> _What the exercise asks_:
Report every line from the following entries that contains the string "below".

++++ Supplied data

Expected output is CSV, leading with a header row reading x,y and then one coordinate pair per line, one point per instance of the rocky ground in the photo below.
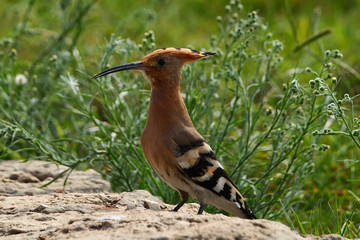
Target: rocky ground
x,y
87,210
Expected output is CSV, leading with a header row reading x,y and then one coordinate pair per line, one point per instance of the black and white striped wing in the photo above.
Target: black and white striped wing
x,y
198,161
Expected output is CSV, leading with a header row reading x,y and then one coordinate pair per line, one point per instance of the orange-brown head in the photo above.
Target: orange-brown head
x,y
163,66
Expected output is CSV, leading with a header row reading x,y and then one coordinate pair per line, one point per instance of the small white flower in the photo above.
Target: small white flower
x,y
20,79
71,82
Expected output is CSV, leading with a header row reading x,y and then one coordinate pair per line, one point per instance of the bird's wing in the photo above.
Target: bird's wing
x,y
197,160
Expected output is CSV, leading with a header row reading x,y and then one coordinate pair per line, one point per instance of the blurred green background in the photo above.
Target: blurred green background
x,y
190,23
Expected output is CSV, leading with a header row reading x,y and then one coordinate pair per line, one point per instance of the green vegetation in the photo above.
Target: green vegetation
x,y
276,105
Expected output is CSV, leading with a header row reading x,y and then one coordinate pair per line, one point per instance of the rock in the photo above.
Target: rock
x,y
26,178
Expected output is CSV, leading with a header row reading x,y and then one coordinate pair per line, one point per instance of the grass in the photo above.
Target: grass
x,y
282,118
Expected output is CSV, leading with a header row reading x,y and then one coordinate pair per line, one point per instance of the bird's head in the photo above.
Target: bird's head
x,y
163,66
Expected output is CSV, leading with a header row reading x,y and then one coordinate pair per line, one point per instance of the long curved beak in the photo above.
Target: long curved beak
x,y
129,66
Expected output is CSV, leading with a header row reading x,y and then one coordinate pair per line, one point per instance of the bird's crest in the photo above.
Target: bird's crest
x,y
180,52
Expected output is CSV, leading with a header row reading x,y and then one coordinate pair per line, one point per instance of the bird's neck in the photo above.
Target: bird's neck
x,y
167,110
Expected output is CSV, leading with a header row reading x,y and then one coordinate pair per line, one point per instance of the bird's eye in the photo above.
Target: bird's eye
x,y
161,62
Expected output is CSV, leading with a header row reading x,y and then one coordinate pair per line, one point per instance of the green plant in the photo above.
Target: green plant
x,y
270,130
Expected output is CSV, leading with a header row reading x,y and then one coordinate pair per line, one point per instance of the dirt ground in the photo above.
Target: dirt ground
x,y
87,210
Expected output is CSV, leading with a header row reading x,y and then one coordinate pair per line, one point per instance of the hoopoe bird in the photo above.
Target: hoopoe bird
x,y
170,142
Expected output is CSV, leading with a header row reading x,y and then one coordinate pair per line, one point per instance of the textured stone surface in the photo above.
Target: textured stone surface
x,y
80,212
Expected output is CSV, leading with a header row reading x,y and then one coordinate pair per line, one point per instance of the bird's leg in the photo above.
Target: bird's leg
x,y
201,209
179,206
184,197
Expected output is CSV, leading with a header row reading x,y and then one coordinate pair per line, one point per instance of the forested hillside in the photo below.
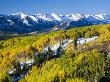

++++++++

> _Solution for this problem_:
Expected output is CSV, leading with a header row reading x,y and then one coordinate pair per line, one point per instance of the rocky ground in the photo below.
Expected output is CSV, leading with a header row reading x,y and then one coordinate pair per line, one point per instance of the forested hillside in the photo below.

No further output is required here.